00Blog: The Science of Sales, FeaturedTags: , , , , , , November, 19

While selling has never been easy, it hasn’t become harder either. Selling has become a more refined process where efficiency is key. Increasing sales performance requires operational awareness of the quality of leads generated from marketing as well as the performance of individual salespeople.

With artificial intelligence (AI), your business can understand the deeper dynamics of the sales process, and make it possible to see the incremental value created by sales and marketing activities. You can then better allocate time and resources to unlock the performance gains within your organization. There are pitfalls to avoid, however. Here are three of the biggest, and what to do about them.

 

#1: Misallocating Sales and Marketing Resources

One of the biggest performance traps that organizations fall into is not understanding sales’ contribution to the revenue generation process and failing to allocate resources accordingly. This comes from recognizing the true revenue contribution of each salesperson and understanding the actual role that marketing and sales develop activities play in generating quality leads and opportunities. A mistake that many firms make is assuming that the people generating the revenue are the same ones who are closing the sales. This is not always the case.

The best sales person on the team isn’t necessarily the one who has signed the most contracts. Instead, it’s the one who has added the most value to the leads and opportunities received by the marketing and sales development teams. It may appear that sales professionals sell more because they’ve received more valuable leads from marketing, or they work a territory that has greater demand than another representative. An external market factor, such as a local competitor leaving the market, can also distort the picture of sales person’s performance.

^^^^

CHALLENGE A:
Count the lines in the records below that contain the word "bread", treating uppercase and lowercase as different, and give only the number.

Data drawn from a collection:
^^^^

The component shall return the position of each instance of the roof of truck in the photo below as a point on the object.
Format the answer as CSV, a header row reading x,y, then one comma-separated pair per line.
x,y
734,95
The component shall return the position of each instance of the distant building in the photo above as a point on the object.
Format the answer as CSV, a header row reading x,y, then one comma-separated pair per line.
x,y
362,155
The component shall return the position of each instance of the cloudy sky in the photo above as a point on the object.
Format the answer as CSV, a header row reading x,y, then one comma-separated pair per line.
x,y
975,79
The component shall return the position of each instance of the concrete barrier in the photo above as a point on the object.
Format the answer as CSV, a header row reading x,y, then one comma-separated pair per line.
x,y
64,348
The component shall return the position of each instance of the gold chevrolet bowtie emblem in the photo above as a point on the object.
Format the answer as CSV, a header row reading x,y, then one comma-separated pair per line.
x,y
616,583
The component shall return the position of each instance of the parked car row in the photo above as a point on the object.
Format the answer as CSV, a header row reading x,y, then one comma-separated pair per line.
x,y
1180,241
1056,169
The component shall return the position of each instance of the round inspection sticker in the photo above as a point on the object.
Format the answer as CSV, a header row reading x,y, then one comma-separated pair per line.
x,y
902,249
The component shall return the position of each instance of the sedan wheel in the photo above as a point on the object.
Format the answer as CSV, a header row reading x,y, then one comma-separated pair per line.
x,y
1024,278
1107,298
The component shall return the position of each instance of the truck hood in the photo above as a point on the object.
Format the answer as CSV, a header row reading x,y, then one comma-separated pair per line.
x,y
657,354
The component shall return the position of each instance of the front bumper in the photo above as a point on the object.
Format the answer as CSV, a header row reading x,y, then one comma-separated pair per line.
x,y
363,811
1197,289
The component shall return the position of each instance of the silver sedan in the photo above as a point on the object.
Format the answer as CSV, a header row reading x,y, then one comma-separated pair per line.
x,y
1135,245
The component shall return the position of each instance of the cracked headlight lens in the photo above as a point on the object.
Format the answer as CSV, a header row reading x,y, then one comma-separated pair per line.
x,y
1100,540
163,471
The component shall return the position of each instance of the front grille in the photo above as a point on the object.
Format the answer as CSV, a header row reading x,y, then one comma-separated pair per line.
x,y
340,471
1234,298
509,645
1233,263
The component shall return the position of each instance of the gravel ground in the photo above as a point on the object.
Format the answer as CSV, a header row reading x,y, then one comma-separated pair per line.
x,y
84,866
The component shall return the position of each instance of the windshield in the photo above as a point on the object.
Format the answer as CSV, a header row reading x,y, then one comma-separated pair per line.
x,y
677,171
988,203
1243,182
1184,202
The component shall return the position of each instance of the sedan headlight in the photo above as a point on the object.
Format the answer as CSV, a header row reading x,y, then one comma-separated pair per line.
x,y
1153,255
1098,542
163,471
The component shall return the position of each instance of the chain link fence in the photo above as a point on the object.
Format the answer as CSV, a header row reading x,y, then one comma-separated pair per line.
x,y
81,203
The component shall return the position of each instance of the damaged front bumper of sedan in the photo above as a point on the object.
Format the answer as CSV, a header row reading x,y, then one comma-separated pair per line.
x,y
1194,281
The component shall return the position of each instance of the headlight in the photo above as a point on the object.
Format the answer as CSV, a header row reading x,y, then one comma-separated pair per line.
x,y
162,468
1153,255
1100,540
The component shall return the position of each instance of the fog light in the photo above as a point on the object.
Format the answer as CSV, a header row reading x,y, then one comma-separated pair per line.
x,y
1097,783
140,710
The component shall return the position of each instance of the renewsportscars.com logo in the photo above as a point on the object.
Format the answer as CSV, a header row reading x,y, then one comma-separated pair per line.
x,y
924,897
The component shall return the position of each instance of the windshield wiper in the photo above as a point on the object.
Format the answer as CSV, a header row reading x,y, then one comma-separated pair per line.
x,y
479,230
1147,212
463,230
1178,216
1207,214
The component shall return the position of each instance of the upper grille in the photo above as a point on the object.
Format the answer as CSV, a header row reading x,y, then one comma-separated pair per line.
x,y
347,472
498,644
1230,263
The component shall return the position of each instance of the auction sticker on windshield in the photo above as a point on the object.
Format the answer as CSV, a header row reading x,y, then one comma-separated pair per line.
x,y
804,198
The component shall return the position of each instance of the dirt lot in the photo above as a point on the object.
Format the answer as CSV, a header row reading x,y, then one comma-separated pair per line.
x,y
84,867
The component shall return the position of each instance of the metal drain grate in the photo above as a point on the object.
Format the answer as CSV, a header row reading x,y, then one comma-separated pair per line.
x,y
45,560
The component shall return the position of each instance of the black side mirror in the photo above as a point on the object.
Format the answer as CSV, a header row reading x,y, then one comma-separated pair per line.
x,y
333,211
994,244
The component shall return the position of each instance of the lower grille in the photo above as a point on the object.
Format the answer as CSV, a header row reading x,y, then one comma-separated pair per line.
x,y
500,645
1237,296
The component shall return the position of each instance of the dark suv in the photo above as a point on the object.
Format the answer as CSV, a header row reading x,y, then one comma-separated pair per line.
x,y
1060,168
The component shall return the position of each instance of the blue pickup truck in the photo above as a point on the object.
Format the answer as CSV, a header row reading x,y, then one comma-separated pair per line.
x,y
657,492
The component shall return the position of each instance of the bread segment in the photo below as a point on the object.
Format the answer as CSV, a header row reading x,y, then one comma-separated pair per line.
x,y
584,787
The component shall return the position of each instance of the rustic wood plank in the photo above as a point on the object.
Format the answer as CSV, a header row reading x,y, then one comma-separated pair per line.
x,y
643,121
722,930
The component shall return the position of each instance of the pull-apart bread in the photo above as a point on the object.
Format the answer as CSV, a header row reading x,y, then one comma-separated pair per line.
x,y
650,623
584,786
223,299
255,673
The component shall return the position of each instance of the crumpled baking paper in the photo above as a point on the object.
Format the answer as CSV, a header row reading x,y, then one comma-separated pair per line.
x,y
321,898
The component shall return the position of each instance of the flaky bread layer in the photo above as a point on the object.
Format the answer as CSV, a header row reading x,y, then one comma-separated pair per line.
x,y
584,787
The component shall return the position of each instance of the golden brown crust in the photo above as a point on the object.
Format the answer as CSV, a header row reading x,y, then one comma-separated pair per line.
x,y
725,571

^^^^

CHALLENGE B:
Rewrite the passage from the sales article starting with "#1: Misallocating Sales" and going on through "always the case.", swapping every "revenue" for "income".

TASK OUTPUT A:
3

TASK OUTPUT B:
#1: Misallocating Sales and Marketing Resources

One of the biggest performance traps that organizations fall into is not understanding sales’ contribution to the income generation process and failing to allocate resources accordingly. This comes from recognizing the true income contribution of each salesperson and understanding the actual role that marketing and sales develop activities play in generating quality leads and opportunities. A mistake that many firms make is assuming that the people generating the income are the same ones who are closing the sales. This is not always the case.